* [Task brief]: Reproduce the material below word for word, from its first line up to and including the line with "pixel 272 320".

* [Entries supplied]:
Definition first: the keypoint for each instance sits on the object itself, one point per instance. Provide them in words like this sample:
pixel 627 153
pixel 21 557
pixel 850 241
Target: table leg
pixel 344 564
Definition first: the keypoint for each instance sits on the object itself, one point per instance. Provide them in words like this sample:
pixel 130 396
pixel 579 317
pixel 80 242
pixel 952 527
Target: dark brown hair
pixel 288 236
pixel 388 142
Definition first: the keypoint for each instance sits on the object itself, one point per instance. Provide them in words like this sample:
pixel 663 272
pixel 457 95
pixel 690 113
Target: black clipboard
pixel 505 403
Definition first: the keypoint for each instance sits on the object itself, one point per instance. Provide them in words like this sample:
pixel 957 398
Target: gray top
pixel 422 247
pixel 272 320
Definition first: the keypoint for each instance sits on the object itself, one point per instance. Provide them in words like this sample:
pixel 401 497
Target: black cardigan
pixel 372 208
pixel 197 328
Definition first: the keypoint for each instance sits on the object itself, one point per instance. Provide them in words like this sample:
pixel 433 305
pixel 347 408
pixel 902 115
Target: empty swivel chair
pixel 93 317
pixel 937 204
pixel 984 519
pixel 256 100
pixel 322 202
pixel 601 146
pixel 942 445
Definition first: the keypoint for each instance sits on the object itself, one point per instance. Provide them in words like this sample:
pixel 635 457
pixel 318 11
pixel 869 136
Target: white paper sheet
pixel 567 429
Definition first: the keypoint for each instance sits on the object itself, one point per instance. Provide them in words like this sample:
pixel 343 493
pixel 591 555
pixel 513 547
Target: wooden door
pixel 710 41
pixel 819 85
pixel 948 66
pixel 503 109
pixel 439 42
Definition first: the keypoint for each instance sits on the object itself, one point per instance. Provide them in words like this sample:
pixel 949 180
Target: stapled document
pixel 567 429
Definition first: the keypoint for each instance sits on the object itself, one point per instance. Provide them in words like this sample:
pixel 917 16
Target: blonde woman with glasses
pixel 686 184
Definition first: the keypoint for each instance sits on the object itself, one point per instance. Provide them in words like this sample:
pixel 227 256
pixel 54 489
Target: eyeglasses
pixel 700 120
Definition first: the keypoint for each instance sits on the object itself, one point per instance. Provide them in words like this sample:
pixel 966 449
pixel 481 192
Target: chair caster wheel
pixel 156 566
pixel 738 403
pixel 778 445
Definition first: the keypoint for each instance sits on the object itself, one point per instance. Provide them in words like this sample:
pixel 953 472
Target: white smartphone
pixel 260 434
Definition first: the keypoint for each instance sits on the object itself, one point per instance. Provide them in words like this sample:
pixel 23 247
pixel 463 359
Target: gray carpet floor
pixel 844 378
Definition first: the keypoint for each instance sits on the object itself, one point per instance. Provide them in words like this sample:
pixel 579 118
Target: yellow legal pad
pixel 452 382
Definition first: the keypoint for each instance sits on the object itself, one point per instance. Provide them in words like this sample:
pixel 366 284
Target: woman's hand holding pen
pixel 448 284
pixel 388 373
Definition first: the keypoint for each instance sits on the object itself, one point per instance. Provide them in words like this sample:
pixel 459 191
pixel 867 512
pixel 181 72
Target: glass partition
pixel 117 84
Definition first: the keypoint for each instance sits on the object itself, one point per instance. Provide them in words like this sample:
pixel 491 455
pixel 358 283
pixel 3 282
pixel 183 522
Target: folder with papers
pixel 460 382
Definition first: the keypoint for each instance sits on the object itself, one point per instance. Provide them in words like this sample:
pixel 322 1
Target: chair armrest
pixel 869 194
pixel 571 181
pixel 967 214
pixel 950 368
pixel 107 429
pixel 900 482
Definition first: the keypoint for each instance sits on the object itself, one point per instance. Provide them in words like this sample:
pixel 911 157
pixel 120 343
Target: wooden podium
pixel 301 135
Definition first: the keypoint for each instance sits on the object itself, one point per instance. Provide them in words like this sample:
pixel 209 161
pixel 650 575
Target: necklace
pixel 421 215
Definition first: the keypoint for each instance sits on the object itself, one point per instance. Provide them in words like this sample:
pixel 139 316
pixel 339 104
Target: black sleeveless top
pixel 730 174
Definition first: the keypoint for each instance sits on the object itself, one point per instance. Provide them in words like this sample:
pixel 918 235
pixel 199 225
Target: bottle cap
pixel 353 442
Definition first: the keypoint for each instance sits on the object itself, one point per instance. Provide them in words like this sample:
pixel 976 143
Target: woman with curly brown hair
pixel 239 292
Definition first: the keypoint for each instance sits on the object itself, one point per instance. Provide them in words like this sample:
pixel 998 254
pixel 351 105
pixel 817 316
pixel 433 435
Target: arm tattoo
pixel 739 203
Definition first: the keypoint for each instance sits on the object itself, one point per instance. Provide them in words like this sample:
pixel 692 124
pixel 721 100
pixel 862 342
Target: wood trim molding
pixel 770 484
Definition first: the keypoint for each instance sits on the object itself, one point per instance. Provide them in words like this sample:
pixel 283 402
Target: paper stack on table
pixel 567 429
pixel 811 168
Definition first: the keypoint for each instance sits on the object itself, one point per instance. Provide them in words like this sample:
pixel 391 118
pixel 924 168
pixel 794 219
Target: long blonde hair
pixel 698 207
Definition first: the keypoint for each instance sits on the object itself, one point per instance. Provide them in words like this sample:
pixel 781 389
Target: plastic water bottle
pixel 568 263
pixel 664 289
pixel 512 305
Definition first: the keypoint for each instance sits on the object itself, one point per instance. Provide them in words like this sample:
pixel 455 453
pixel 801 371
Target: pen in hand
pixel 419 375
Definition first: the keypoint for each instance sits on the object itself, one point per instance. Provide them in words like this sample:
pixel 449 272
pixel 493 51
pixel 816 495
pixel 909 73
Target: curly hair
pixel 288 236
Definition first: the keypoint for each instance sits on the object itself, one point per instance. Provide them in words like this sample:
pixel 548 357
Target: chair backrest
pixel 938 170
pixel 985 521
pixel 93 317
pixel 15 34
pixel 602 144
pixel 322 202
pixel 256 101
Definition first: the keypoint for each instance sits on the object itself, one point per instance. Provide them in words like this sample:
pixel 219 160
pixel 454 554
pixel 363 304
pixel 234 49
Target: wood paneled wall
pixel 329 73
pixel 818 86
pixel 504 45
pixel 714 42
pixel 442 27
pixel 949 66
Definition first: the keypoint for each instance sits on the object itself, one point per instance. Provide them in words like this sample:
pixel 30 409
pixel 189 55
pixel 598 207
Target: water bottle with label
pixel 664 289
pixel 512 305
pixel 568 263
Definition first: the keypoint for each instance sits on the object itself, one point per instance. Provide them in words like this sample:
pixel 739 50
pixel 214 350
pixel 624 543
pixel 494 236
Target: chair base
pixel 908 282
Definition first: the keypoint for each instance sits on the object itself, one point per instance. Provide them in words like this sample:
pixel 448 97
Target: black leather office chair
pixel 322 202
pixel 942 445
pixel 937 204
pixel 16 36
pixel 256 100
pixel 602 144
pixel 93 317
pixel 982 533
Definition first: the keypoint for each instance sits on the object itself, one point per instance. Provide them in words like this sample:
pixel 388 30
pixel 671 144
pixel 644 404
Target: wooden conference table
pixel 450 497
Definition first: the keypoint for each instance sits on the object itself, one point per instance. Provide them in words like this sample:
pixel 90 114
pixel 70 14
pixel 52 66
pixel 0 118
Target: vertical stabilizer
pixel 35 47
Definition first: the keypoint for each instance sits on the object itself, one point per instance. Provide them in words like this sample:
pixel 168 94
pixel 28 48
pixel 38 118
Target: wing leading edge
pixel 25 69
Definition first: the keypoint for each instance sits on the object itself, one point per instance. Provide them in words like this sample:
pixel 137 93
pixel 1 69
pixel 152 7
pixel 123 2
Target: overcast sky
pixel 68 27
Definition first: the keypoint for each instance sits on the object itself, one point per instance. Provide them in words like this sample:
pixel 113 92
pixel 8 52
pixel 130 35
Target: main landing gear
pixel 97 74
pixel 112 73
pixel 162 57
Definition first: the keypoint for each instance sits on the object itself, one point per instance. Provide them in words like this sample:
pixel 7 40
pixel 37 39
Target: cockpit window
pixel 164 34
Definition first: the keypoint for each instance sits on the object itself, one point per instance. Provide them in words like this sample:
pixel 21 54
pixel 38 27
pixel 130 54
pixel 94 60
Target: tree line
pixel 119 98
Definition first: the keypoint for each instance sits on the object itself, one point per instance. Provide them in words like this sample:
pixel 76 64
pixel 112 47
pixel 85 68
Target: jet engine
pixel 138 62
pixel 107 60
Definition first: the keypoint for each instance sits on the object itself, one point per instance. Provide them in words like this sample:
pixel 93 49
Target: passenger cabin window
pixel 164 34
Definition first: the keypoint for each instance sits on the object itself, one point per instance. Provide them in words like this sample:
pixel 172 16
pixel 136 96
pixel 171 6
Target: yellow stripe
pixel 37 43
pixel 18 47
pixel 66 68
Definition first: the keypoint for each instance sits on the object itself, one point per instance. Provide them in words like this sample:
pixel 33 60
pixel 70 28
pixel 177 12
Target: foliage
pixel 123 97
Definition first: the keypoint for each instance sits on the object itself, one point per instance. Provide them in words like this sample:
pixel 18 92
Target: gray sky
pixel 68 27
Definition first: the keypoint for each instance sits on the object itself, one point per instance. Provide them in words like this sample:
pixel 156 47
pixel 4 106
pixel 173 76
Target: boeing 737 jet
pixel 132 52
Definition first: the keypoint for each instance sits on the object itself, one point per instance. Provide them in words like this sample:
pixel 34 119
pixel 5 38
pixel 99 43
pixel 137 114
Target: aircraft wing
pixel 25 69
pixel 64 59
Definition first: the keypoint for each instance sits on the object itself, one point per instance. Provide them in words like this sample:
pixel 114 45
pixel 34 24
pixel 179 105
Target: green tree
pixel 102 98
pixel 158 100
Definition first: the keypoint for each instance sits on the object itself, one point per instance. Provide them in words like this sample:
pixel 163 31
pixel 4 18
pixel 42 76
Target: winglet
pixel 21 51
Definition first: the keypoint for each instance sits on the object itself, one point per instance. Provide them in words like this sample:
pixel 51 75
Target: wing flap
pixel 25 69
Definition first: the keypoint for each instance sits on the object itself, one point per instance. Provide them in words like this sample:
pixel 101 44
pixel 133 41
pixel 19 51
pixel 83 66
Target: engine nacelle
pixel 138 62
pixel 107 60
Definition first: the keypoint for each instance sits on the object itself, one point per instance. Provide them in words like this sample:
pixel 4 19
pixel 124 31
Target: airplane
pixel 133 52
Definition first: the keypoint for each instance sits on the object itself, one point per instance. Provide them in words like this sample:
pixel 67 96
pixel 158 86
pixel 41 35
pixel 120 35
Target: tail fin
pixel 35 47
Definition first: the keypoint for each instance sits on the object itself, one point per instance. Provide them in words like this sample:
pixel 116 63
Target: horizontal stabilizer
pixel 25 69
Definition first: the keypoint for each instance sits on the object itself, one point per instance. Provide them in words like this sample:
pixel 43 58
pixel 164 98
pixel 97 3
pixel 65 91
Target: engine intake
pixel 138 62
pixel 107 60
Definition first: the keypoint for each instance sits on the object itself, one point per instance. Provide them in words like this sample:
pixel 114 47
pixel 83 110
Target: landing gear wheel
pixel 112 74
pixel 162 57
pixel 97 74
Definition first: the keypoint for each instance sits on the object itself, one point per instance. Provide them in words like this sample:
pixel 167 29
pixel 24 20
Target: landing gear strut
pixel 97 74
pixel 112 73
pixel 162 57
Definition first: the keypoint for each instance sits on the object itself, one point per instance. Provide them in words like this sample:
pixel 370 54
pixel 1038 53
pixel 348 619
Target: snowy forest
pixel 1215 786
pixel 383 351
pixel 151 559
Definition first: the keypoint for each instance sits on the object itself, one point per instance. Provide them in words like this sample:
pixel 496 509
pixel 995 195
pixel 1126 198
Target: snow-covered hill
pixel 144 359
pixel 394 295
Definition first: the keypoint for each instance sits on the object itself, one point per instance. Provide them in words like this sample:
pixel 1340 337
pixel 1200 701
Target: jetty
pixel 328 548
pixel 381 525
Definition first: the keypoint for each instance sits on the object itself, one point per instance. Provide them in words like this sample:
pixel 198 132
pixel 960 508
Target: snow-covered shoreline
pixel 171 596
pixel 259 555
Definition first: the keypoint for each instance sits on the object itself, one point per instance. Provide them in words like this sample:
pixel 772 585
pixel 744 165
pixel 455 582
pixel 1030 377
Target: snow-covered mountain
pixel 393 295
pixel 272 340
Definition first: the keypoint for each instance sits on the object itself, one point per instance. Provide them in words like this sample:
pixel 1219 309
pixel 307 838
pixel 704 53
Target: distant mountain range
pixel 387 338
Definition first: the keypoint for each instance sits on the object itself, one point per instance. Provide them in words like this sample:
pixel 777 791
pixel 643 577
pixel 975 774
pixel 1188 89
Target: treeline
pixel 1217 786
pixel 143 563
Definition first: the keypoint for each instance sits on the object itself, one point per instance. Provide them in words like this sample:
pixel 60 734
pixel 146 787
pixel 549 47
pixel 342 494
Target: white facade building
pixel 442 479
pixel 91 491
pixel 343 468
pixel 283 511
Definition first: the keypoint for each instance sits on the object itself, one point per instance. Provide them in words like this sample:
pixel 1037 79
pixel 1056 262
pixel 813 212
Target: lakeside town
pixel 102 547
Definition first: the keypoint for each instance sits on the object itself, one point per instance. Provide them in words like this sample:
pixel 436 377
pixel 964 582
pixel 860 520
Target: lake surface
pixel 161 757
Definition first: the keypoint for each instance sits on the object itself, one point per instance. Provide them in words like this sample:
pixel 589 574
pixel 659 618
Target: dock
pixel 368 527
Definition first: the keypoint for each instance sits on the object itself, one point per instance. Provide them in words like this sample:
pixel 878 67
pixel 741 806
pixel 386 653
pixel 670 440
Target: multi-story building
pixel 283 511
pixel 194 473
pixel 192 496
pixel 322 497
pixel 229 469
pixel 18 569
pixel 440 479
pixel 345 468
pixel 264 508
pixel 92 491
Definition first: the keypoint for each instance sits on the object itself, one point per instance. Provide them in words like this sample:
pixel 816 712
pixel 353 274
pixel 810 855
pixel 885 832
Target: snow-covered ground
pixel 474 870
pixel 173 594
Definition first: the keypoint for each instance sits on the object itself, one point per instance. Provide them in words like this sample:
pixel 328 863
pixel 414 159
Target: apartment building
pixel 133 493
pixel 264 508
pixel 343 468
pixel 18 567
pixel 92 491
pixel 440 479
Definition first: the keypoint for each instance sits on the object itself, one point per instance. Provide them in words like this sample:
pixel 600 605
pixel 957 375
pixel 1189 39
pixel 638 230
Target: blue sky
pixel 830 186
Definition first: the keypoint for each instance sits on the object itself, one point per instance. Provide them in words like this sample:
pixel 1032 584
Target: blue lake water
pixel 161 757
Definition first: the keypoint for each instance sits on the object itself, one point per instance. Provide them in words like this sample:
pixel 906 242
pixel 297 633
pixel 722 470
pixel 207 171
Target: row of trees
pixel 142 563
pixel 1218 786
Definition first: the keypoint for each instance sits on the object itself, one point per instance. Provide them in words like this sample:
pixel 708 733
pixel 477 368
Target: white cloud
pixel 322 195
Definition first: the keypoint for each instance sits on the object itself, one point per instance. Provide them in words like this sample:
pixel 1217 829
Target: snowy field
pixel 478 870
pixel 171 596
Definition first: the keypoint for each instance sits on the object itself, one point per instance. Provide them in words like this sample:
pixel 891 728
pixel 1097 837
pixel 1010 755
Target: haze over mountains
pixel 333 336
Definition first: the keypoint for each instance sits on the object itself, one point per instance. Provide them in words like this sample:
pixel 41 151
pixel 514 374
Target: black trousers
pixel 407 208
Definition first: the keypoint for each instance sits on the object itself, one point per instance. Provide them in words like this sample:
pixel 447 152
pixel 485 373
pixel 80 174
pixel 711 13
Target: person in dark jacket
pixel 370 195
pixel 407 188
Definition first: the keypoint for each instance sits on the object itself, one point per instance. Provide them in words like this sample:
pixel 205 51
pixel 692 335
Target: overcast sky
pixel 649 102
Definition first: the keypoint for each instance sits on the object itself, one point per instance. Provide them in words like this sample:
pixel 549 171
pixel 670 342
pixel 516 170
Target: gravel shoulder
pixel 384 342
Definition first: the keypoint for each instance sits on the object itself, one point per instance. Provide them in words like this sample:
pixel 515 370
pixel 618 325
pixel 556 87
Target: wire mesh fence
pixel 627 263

* [Expected output]:
Definition first: the keypoint for each instance sits on the object itself, one point per instance. Provide them in words like this sample:
pixel 627 153
pixel 21 557
pixel 850 241
Target: table leg
pixel 344 564
Definition first: the keypoint for each instance sits on the object itself, one point per instance. Provide them in words like this sample:
pixel 130 396
pixel 579 317
pixel 80 242
pixel 952 527
Target: dark brown hair
pixel 288 236
pixel 388 142
Definition first: the keypoint for each instance sits on the object itself, one point per instance. Provide them in words like this sample:
pixel 663 272
pixel 457 95
pixel 690 113
Target: black clipboard
pixel 505 403
Definition first: the keypoint for each instance sits on the object itself, one point per instance. Provide them in words like this sample:
pixel 957 398
Target: gray top
pixel 422 247
pixel 272 320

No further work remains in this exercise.